WHAT IS NEEDED. Below are the records; how many of their lines contain "floor"? Reply only with that figure.

━━━━━━━━━━

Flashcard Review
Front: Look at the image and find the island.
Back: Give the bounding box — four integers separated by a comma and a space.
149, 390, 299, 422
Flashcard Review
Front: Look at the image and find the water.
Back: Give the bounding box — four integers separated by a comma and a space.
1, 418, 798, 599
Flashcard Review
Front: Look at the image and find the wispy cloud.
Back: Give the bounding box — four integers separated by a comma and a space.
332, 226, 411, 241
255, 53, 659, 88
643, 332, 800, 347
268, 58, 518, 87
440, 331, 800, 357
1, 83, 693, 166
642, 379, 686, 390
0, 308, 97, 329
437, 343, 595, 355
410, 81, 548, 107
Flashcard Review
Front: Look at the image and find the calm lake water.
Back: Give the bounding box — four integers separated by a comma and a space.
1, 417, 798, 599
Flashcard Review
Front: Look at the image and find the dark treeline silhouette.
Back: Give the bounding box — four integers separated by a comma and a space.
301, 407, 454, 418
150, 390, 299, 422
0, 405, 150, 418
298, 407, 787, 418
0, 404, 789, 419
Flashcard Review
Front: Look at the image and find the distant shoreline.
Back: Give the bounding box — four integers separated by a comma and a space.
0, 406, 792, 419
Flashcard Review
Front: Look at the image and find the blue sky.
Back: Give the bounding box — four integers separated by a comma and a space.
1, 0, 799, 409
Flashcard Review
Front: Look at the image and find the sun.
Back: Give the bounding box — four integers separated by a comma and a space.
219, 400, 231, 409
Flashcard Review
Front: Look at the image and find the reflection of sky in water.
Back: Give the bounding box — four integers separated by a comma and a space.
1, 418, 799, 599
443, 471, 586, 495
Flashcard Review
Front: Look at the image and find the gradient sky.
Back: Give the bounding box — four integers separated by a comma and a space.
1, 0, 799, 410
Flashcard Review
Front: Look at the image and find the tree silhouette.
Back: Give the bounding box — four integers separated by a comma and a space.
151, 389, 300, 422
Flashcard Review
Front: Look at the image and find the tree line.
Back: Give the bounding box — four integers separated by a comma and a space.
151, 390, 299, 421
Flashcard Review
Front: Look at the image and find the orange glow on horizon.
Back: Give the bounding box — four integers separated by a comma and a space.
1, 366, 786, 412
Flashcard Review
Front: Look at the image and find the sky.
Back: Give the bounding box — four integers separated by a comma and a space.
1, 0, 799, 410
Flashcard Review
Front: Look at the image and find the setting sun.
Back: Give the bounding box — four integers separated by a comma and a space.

━━━━━━━━━━

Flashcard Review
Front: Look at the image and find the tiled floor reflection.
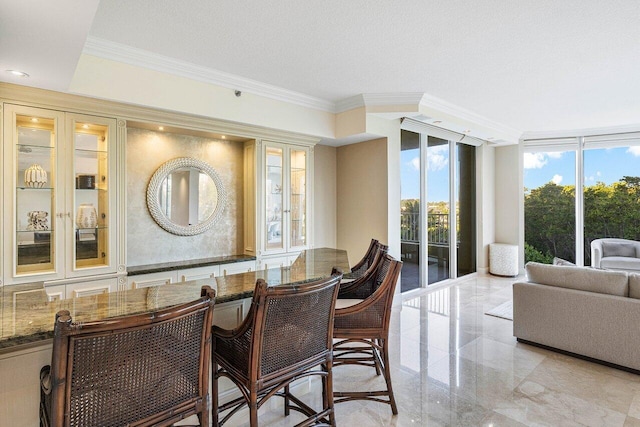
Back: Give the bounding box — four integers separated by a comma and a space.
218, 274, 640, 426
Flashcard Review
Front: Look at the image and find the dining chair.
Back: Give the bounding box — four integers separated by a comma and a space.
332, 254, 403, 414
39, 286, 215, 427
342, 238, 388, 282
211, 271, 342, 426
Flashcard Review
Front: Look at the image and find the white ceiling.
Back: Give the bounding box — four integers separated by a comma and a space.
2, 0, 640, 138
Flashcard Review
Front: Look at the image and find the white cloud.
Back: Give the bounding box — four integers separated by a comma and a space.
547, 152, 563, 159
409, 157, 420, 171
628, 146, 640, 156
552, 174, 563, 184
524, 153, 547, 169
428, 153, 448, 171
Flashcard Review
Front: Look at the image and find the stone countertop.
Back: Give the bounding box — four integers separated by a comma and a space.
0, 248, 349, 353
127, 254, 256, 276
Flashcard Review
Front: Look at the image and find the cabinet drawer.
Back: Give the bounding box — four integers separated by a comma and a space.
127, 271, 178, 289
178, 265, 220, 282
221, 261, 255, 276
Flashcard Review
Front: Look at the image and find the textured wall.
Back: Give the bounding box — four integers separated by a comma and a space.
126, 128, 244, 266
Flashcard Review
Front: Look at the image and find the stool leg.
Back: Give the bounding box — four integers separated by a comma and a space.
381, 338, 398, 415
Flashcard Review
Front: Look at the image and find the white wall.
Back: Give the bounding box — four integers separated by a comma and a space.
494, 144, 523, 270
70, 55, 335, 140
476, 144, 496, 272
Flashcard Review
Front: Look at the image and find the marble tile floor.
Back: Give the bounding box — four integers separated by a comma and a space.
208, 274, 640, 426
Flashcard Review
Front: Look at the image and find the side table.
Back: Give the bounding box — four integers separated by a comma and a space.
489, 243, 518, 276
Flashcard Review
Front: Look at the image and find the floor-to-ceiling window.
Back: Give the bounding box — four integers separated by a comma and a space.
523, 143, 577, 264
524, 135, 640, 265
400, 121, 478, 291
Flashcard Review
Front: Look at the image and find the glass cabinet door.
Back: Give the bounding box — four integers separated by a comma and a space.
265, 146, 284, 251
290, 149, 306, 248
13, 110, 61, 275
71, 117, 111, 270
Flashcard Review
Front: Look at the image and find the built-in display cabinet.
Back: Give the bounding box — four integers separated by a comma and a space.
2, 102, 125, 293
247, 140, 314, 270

━━━━━━━━━━

TASK SOLUTION. 3